Aoife Dalton once believed her Ireland career was already over. At just 21 years old, she walked off the pitch in Cardiff after a 31-5 defeat to Wales with a winless Six Nations stretching ahead of her — and what felt like the end of something precious.
"That was a terrible Six Nations, I didn't think I'd play for Ireland again after that," Dalton recalls. Two years later, the 23-year-old outside centre is not only still playing — she is Ireland's first-choice, a Rugby Players Ireland Awards player of the year, and a World Cup starter. Her journey from the depths of doubt to the heights of recognition is a reminder that the hardest chapters often precede the best ones.
Dalton made her international debut in 2022, but it was the 2023 Six Nations that nearly broke her. Ireland lost all five games that year, a brutal stretch that left Dalton questioning everything. "I've had a lot of ups and downs," she said. "People might look from the outside and think it's easy but it's definitely come with its ups and downs."
What followed was not a dramatic turnaround but something more sustainable: steady, patient work. Dalton spent the following year fighting for her place on the bench, pushing herself to develop while competing against deep talent across both inside and outside centre positions. "The coaches and the girls have facilitated that," she said. "The position I play, there's a lot of depth there across 12 and 13 so everyone's kept on their toes."
Her persistence paid off. She earned a place in Ireland's World Cup squad, debuting in the opening win against Japan and featuring in all four matches of the tournament. Her peers voted her player of the year at the Rugby Players Ireland Awards — a recognition that meant more because it came from the people who understood the scale of what she had overcome.

* [What to work on]
Translate this sentence from the passage about Aoife Dalton into Spanish: "Dalton made her international debut in 2022, but it was the 2023 Six Nations that nearly broke her." These rows have no connection to the passage about Aoife Dalton.

Referring expression pointing data:
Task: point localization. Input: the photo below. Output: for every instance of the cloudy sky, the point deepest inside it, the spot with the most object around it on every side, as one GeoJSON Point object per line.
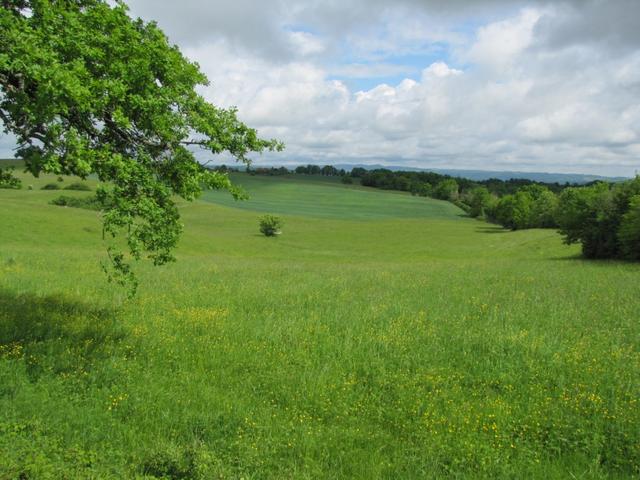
{"type": "Point", "coordinates": [480, 84]}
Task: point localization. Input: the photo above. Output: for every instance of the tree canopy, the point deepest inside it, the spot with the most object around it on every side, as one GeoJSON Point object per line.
{"type": "Point", "coordinates": [87, 90]}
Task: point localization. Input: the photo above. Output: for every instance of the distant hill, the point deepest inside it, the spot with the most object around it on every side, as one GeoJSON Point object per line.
{"type": "Point", "coordinates": [501, 175]}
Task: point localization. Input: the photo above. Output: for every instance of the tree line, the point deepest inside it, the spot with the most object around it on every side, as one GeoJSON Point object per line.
{"type": "Point", "coordinates": [603, 217]}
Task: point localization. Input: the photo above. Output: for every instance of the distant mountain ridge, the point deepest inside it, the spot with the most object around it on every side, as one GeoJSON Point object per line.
{"type": "Point", "coordinates": [477, 175]}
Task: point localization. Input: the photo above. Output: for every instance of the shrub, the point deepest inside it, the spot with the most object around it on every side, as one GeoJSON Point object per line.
{"type": "Point", "coordinates": [78, 186]}
{"type": "Point", "coordinates": [270, 225]}
{"type": "Point", "coordinates": [347, 180]}
{"type": "Point", "coordinates": [7, 180]}
{"type": "Point", "coordinates": [88, 203]}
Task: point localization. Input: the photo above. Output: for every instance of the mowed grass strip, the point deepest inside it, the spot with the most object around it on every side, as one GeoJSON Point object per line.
{"type": "Point", "coordinates": [381, 347]}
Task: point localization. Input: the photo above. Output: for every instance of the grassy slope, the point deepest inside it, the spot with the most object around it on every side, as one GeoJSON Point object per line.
{"type": "Point", "coordinates": [380, 347]}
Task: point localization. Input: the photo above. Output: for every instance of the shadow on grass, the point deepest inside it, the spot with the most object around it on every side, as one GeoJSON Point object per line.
{"type": "Point", "coordinates": [492, 229]}
{"type": "Point", "coordinates": [56, 334]}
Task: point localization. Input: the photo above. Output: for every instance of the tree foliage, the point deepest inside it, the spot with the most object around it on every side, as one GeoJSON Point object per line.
{"type": "Point", "coordinates": [604, 219]}
{"type": "Point", "coordinates": [7, 180]}
{"type": "Point", "coordinates": [87, 90]}
{"type": "Point", "coordinates": [270, 225]}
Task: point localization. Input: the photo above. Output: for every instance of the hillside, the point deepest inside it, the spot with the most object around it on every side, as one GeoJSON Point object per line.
{"type": "Point", "coordinates": [381, 336]}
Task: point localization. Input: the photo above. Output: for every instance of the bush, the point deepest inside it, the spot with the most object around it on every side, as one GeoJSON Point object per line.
{"type": "Point", "coordinates": [7, 180]}
{"type": "Point", "coordinates": [270, 225]}
{"type": "Point", "coordinates": [88, 203]}
{"type": "Point", "coordinates": [347, 180]}
{"type": "Point", "coordinates": [78, 186]}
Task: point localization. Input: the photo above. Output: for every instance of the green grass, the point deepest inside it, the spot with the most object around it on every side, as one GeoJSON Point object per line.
{"type": "Point", "coordinates": [326, 197]}
{"type": "Point", "coordinates": [381, 336]}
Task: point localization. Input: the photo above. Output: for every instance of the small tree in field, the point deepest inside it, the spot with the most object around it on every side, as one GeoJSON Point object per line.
{"type": "Point", "coordinates": [87, 90]}
{"type": "Point", "coordinates": [270, 226]}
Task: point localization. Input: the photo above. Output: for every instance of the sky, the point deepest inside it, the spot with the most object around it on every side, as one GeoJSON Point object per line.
{"type": "Point", "coordinates": [533, 85]}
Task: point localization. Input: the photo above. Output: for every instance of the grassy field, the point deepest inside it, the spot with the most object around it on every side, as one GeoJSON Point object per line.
{"type": "Point", "coordinates": [381, 336]}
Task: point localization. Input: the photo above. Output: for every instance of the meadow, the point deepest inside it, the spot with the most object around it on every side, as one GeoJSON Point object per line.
{"type": "Point", "coordinates": [381, 336]}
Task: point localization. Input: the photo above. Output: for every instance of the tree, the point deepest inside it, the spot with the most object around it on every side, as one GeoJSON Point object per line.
{"type": "Point", "coordinates": [629, 233]}
{"type": "Point", "coordinates": [87, 90]}
{"type": "Point", "coordinates": [479, 200]}
{"type": "Point", "coordinates": [586, 215]}
{"type": "Point", "coordinates": [7, 180]}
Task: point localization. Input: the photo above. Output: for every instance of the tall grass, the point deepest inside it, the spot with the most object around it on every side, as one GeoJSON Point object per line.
{"type": "Point", "coordinates": [380, 347]}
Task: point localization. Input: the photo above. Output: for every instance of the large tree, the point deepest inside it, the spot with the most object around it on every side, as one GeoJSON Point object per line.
{"type": "Point", "coordinates": [87, 90]}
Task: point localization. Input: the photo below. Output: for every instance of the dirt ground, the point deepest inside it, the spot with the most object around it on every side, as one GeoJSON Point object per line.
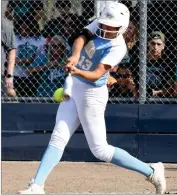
{"type": "Point", "coordinates": [83, 177]}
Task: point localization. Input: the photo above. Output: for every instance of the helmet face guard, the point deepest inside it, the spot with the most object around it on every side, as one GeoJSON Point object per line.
{"type": "Point", "coordinates": [100, 32]}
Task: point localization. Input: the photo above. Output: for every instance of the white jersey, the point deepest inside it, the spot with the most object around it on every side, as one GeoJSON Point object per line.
{"type": "Point", "coordinates": [98, 50]}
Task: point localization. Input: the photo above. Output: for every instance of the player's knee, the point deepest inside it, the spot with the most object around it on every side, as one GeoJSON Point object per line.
{"type": "Point", "coordinates": [103, 152]}
{"type": "Point", "coordinates": [58, 140]}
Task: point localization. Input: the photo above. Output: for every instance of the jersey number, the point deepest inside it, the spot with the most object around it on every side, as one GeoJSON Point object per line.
{"type": "Point", "coordinates": [85, 64]}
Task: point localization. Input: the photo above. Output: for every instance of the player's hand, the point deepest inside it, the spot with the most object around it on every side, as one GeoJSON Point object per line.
{"type": "Point", "coordinates": [72, 69]}
{"type": "Point", "coordinates": [111, 81]}
{"type": "Point", "coordinates": [72, 61]}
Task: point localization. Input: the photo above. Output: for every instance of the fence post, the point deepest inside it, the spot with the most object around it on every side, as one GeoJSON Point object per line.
{"type": "Point", "coordinates": [142, 50]}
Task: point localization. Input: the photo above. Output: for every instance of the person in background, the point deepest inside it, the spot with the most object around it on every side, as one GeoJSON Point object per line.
{"type": "Point", "coordinates": [124, 85]}
{"type": "Point", "coordinates": [160, 72]}
{"type": "Point", "coordinates": [122, 81]}
{"type": "Point", "coordinates": [51, 69]}
{"type": "Point", "coordinates": [30, 45]}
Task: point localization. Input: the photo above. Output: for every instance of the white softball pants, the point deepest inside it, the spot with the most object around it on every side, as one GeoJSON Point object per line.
{"type": "Point", "coordinates": [87, 106]}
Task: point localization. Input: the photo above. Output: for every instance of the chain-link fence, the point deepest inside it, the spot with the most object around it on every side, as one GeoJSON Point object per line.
{"type": "Point", "coordinates": [147, 74]}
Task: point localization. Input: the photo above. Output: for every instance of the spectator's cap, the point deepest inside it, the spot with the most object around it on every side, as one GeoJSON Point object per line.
{"type": "Point", "coordinates": [63, 4]}
{"type": "Point", "coordinates": [157, 35]}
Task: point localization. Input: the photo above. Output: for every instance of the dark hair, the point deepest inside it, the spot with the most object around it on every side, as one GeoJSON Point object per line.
{"type": "Point", "coordinates": [32, 24]}
{"type": "Point", "coordinates": [63, 4]}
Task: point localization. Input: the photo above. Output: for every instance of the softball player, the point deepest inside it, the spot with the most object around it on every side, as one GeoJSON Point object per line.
{"type": "Point", "coordinates": [91, 60]}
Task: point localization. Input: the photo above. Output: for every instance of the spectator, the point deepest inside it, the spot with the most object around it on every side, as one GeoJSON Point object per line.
{"type": "Point", "coordinates": [66, 23]}
{"type": "Point", "coordinates": [160, 68]}
{"type": "Point", "coordinates": [30, 45]}
{"type": "Point", "coordinates": [124, 85]}
{"type": "Point", "coordinates": [8, 53]}
{"type": "Point", "coordinates": [131, 38]}
{"type": "Point", "coordinates": [52, 68]}
{"type": "Point", "coordinates": [17, 9]}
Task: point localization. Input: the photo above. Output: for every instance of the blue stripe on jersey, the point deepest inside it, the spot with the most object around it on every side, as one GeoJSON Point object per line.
{"type": "Point", "coordinates": [91, 56]}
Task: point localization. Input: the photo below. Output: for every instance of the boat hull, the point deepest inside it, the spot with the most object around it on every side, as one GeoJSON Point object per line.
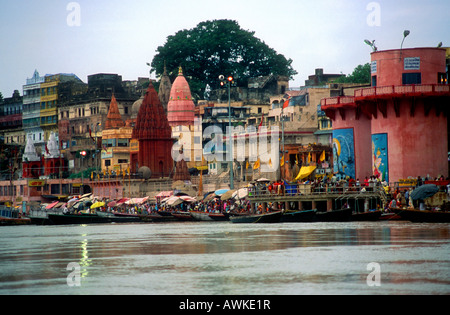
{"type": "Point", "coordinates": [425, 216]}
{"type": "Point", "coordinates": [299, 216]}
{"type": "Point", "coordinates": [273, 217]}
{"type": "Point", "coordinates": [342, 215]}
{"type": "Point", "coordinates": [207, 216]}
{"type": "Point", "coordinates": [367, 216]}
{"type": "Point", "coordinates": [62, 219]}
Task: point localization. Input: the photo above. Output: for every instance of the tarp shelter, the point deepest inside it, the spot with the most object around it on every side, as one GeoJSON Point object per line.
{"type": "Point", "coordinates": [164, 194]}
{"type": "Point", "coordinates": [305, 171]}
{"type": "Point", "coordinates": [136, 201]}
{"type": "Point", "coordinates": [98, 204]}
{"type": "Point", "coordinates": [52, 205]}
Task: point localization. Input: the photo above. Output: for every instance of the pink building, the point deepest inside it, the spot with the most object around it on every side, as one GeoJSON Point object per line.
{"type": "Point", "coordinates": [180, 109]}
{"type": "Point", "coordinates": [397, 127]}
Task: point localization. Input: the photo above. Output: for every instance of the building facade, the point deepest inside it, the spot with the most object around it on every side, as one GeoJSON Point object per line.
{"type": "Point", "coordinates": [398, 127]}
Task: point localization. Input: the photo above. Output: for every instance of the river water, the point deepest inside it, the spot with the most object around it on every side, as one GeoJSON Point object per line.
{"type": "Point", "coordinates": [218, 258]}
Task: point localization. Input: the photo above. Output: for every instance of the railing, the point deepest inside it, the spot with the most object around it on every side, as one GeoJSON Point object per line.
{"type": "Point", "coordinates": [402, 89]}
{"type": "Point", "coordinates": [292, 190]}
{"type": "Point", "coordinates": [386, 90]}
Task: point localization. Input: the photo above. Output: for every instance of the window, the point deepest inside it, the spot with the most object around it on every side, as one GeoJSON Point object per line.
{"type": "Point", "coordinates": [412, 78]}
{"type": "Point", "coordinates": [122, 143]}
{"type": "Point", "coordinates": [442, 78]}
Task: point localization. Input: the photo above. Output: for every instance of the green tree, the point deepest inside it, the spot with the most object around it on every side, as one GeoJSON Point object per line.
{"type": "Point", "coordinates": [218, 47]}
{"type": "Point", "coordinates": [361, 74]}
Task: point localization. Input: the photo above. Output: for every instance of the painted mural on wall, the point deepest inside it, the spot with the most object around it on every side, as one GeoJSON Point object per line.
{"type": "Point", "coordinates": [343, 153]}
{"type": "Point", "coordinates": [380, 156]}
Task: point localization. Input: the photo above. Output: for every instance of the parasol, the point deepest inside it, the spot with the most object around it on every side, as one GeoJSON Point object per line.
{"type": "Point", "coordinates": [424, 191]}
{"type": "Point", "coordinates": [98, 204]}
{"type": "Point", "coordinates": [227, 195]}
{"type": "Point", "coordinates": [220, 192]}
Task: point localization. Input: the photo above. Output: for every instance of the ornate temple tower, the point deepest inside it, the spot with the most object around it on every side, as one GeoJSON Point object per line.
{"type": "Point", "coordinates": [114, 119]}
{"type": "Point", "coordinates": [31, 162]}
{"type": "Point", "coordinates": [153, 132]}
{"type": "Point", "coordinates": [180, 109]}
{"type": "Point", "coordinates": [165, 86]}
{"type": "Point", "coordinates": [53, 162]}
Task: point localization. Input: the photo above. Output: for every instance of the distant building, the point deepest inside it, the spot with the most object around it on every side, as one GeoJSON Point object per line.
{"type": "Point", "coordinates": [398, 127]}
{"type": "Point", "coordinates": [319, 78]}
{"type": "Point", "coordinates": [11, 119]}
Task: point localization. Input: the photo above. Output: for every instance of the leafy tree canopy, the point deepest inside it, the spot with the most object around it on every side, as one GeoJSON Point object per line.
{"type": "Point", "coordinates": [219, 47]}
{"type": "Point", "coordinates": [361, 74]}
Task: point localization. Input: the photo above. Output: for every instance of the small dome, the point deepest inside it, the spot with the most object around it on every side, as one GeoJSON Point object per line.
{"type": "Point", "coordinates": [136, 106]}
{"type": "Point", "coordinates": [180, 110]}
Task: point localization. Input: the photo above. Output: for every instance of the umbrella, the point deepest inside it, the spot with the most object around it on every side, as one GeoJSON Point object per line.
{"type": "Point", "coordinates": [174, 201]}
{"type": "Point", "coordinates": [51, 205]}
{"type": "Point", "coordinates": [112, 204]}
{"type": "Point", "coordinates": [241, 193]}
{"type": "Point", "coordinates": [98, 204]}
{"type": "Point", "coordinates": [424, 191]}
{"type": "Point", "coordinates": [228, 195]}
{"type": "Point", "coordinates": [220, 192]}
{"type": "Point", "coordinates": [187, 198]}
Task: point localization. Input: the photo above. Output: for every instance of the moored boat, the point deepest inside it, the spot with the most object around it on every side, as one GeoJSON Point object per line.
{"type": "Point", "coordinates": [270, 217]}
{"type": "Point", "coordinates": [426, 216]}
{"type": "Point", "coordinates": [341, 215]}
{"type": "Point", "coordinates": [183, 216]}
{"type": "Point", "coordinates": [83, 218]}
{"type": "Point", "coordinates": [299, 216]}
{"type": "Point", "coordinates": [157, 217]}
{"type": "Point", "coordinates": [209, 216]}
{"type": "Point", "coordinates": [366, 216]}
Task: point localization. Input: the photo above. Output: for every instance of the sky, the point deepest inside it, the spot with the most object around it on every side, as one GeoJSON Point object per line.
{"type": "Point", "coordinates": [85, 37]}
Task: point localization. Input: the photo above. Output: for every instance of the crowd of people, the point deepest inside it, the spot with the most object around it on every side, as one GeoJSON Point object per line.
{"type": "Point", "coordinates": [396, 196]}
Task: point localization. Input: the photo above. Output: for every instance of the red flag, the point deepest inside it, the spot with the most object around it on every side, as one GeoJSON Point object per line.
{"type": "Point", "coordinates": [260, 124]}
{"type": "Point", "coordinates": [286, 103]}
{"type": "Point", "coordinates": [90, 134]}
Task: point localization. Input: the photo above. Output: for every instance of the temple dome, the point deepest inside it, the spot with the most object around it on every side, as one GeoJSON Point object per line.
{"type": "Point", "coordinates": [136, 106]}
{"type": "Point", "coordinates": [180, 109]}
{"type": "Point", "coordinates": [114, 119]}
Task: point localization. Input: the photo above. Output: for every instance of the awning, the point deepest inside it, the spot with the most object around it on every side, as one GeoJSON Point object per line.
{"type": "Point", "coordinates": [52, 205]}
{"type": "Point", "coordinates": [121, 201]}
{"type": "Point", "coordinates": [137, 201]}
{"type": "Point", "coordinates": [164, 194]}
{"type": "Point", "coordinates": [305, 171]}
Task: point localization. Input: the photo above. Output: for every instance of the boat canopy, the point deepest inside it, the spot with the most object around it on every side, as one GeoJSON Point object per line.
{"type": "Point", "coordinates": [305, 171]}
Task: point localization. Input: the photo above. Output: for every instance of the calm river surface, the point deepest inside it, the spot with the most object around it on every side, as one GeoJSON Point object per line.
{"type": "Point", "coordinates": [225, 258]}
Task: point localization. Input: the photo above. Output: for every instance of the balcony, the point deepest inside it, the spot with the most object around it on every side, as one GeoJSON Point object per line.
{"type": "Point", "coordinates": [379, 92]}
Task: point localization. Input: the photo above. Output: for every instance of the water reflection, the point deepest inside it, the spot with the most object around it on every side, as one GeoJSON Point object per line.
{"type": "Point", "coordinates": [222, 258]}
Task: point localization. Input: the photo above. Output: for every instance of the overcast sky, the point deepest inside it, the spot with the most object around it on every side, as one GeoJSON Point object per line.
{"type": "Point", "coordinates": [121, 36]}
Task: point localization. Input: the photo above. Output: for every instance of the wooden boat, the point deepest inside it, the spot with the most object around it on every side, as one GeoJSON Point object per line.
{"type": "Point", "coordinates": [118, 217]}
{"type": "Point", "coordinates": [270, 217]}
{"type": "Point", "coordinates": [427, 216]}
{"type": "Point", "coordinates": [366, 216]}
{"type": "Point", "coordinates": [157, 217]}
{"type": "Point", "coordinates": [14, 221]}
{"type": "Point", "coordinates": [299, 216]}
{"type": "Point", "coordinates": [84, 218]}
{"type": "Point", "coordinates": [341, 215]}
{"type": "Point", "coordinates": [209, 216]}
{"type": "Point", "coordinates": [390, 216]}
{"type": "Point", "coordinates": [183, 216]}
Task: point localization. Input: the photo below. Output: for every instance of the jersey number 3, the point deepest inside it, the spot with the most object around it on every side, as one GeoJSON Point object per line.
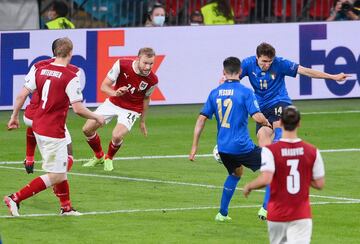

* [Task solution]
Dalton debutó como internacional en 2022, pero fue el Seis Naciones de 2023 el que casi acabó con ella.